Job a
Copy the stretch of the news release from "As announced in" through "look for alternatives." word for word.
-------- Page extract --------
2017-02-08 16:46 ET - News Release

Mr. Dieter Peter reports

NASS VALLEY GATEWAY SIGNS LOI FOR FUNDAMENTAL CHANGE

As announced in the last two monthly reports to the Canadian Securities Exchange, Nass Valley Gateway Ltd. has shortlisted two qualifying targets for a possible acquisition, and management had undertaken considerable reviews and due diligence, which included a trip to Europe by its president negotiating with Target-1 an acceptable outcome for the company. Even though the project was very promising, the company had to notify Target-1's principals last month that their demands were not in the best interest of Nass Valley's shareholders and recommended to them to look for alternatives.

Nass Valley has followed up on its backup targets and wishes to announce that it has entered into a letter of intent as a binding basis for a definitive asset purchase agreement (DAP-Agr). The terms of the LOI grant the company an exclusive right to acquire 100 per cent of IXI Treasury Holdings Ltd. (ITHL), which is a private company incorporated under the Companies Ordinance, Chapter 32, of the laws of Hong Kong on July 24, 2012. ITHL acquired ownership of Brazilian government treasury bonds (assets-ITHL) with a confirmed face value of $625,660,025 (U.S.) as to ITHL's audited financial statements dated June 30, 2016 (the ITHL-FS), which will be updated for the execution of the DAP-Agr and the regulatory approval of the transaction.

In accordance with the terms of the LOI, Nass Valley will seek approval for a reversed split of its share capital at a ratio of 2 to 1 and, subsequent to regulatory approval of the DAP-Agr, will issue two series of convertible preferred Class A shares (Pref-A shares) with a deemed value of $5 per Pref-A share for an agreed-upon discounted asset value of $300-million (U.S.) equating to a defined assets-ITHL value of $400-million.
-------- Data --------
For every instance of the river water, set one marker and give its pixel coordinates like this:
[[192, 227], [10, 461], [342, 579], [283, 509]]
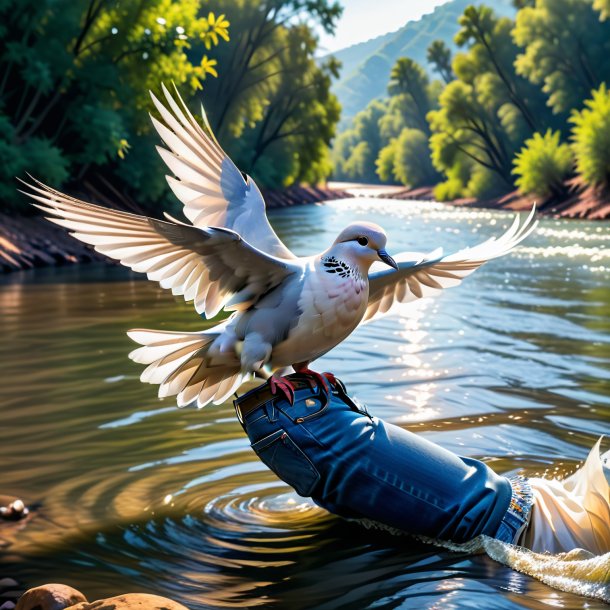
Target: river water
[[511, 367]]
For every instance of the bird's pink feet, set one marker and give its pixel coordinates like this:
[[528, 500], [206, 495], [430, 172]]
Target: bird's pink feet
[[316, 378], [283, 385]]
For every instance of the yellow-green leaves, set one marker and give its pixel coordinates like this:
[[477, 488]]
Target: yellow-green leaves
[[542, 165], [591, 138]]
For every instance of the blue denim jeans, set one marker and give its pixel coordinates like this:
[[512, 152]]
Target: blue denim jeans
[[358, 466]]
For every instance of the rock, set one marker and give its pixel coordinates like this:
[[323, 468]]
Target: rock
[[50, 597], [8, 583], [15, 511], [130, 601]]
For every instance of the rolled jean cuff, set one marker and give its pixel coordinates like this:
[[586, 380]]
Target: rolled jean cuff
[[518, 515]]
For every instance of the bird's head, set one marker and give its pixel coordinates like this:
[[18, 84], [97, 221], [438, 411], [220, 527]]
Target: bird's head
[[361, 244]]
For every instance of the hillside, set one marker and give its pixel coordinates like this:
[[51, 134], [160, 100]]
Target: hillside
[[367, 65]]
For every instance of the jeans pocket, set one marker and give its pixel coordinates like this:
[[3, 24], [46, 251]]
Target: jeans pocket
[[280, 453]]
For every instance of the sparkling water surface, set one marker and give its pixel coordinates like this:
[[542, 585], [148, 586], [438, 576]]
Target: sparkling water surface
[[512, 367]]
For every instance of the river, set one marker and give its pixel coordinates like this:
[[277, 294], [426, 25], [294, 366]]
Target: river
[[511, 367]]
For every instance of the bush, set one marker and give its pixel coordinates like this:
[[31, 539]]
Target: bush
[[543, 164], [385, 162], [591, 138], [412, 160]]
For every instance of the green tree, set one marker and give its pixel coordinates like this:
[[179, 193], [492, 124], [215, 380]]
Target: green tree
[[410, 80], [271, 106], [357, 148], [466, 125], [252, 62], [74, 86], [603, 6], [543, 164], [439, 55], [407, 160], [566, 49], [292, 140], [591, 138], [492, 50]]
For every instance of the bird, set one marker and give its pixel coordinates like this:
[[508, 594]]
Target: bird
[[283, 311]]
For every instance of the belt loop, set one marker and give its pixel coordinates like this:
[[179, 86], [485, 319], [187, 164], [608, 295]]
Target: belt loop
[[272, 414]]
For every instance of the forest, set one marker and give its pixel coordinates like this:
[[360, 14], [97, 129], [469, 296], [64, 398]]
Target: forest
[[522, 104], [75, 76], [511, 103]]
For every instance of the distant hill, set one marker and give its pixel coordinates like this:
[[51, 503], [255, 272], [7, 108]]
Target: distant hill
[[367, 65]]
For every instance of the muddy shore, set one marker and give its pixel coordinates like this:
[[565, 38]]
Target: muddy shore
[[31, 241]]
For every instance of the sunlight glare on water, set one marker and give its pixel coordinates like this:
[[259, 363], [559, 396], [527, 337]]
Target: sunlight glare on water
[[511, 367]]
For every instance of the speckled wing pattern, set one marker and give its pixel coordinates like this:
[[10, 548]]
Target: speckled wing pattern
[[213, 266], [421, 275], [214, 192]]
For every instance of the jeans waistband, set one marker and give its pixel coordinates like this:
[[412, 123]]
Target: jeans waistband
[[519, 511]]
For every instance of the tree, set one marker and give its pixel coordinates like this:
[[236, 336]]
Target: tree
[[252, 62], [591, 138], [439, 55], [409, 159], [271, 107], [466, 126], [603, 6], [566, 49], [357, 148], [543, 164], [409, 79], [74, 86], [492, 50], [291, 142]]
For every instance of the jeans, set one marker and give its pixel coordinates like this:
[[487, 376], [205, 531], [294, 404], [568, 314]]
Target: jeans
[[358, 466]]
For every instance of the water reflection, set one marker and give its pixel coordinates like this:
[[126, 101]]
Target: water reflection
[[511, 367]]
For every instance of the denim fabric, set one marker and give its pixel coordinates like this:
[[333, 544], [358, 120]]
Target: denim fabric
[[360, 467]]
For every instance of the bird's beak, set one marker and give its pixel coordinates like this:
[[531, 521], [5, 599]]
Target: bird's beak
[[387, 259]]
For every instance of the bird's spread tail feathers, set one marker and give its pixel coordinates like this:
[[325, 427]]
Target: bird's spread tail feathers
[[186, 365]]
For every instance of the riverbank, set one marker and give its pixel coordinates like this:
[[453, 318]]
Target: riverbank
[[31, 241], [581, 202]]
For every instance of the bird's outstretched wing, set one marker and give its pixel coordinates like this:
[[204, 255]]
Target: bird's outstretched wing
[[214, 192], [421, 275], [213, 266]]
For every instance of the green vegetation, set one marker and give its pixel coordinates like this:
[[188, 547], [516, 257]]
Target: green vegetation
[[543, 164], [271, 105], [499, 118], [76, 73], [367, 66], [74, 86]]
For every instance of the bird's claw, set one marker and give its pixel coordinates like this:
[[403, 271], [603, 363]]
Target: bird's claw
[[323, 379], [283, 385]]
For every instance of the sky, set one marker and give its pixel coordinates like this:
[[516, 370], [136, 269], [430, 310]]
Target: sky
[[365, 19]]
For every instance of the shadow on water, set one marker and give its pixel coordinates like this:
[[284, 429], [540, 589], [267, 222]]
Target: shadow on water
[[512, 367]]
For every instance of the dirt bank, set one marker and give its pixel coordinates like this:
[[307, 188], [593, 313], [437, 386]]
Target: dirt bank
[[32, 241]]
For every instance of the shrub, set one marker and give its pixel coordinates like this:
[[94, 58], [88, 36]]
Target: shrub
[[591, 138], [412, 160], [542, 165]]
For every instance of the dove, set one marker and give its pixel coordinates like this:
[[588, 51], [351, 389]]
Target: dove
[[284, 311]]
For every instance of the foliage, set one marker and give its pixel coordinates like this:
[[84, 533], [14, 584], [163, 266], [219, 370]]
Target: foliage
[[367, 66], [603, 6], [591, 138], [355, 150], [439, 56], [566, 49], [75, 76], [271, 106], [543, 164]]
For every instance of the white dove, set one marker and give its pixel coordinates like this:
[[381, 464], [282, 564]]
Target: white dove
[[288, 311]]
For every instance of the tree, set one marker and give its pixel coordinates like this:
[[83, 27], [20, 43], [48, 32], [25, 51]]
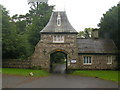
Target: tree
[[20, 33], [39, 17], [13, 44]]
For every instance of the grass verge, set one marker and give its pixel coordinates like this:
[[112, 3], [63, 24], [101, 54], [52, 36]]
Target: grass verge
[[24, 72], [106, 75]]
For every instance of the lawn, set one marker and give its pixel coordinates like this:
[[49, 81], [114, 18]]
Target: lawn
[[24, 72], [106, 75]]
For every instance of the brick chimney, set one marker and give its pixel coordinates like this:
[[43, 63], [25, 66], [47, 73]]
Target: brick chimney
[[95, 33]]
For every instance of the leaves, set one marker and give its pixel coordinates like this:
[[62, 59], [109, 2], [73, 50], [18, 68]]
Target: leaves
[[20, 33]]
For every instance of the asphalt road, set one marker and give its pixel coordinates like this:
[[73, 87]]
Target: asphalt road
[[56, 81]]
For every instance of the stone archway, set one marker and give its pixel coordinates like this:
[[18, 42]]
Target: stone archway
[[58, 61]]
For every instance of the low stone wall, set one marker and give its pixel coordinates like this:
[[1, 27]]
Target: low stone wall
[[15, 63]]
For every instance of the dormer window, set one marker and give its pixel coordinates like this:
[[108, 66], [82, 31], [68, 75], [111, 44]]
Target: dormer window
[[58, 20], [58, 39]]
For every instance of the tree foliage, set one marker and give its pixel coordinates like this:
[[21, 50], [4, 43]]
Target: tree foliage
[[20, 33], [109, 25]]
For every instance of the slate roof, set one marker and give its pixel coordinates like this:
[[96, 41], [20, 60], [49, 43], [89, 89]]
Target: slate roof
[[65, 26], [96, 46]]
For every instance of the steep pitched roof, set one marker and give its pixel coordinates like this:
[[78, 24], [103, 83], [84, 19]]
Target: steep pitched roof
[[96, 46], [64, 27]]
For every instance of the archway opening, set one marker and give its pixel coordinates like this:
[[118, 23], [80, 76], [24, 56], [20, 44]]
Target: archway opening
[[58, 62]]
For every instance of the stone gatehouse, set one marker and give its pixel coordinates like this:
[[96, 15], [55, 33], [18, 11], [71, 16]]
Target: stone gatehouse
[[60, 36]]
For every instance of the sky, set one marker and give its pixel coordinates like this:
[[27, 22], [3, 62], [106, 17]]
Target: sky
[[81, 13]]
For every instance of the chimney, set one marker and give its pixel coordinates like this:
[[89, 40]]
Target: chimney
--------
Job b
Rescale the stretch of the records from their start through the line containing "[[542, 165], [591, 138]]", both ends included, and reproduce only those lines, requests and all. Multiply every coordinate in the answers by 0.8, round to whole numbers with halves going up, leave the requests and their format samples unchanged, and omit the pictures.

Response a
As announced in the last two monthly reports to the Canadian Securities Exchange, Nass Valley Gateway Ltd. has shortlisted two qualifying targets for a possible acquisition, and management had undertaken considerable reviews and due diligence, which included a trip to Europe by its president negotiating with Target-1 an acceptable outcome for the company. Even though the project was very promising, the company had to notify Target-1's principals last month that their demands were not in the best interest of Nass Valley's shareholders and recommended to them to look for alternatives.

Response b
For every instance of the river water, set one marker and give its pixel coordinates like this:
[[192, 227], [10, 461], [342, 579], [283, 509]]
Target: river water
[[409, 294]]
For every instance of the bird's pink feet, set one marker and give its pixel coordinates like this:
[[528, 500], [206, 495], [430, 172]]
Target: bird's pink feet
[[253, 302], [226, 308]]
For every instance of the yellow-green leaves, set one marker and give its pixel coordinates like this:
[[477, 488]]
Target: yellow-green leaves
[[434, 132], [473, 110]]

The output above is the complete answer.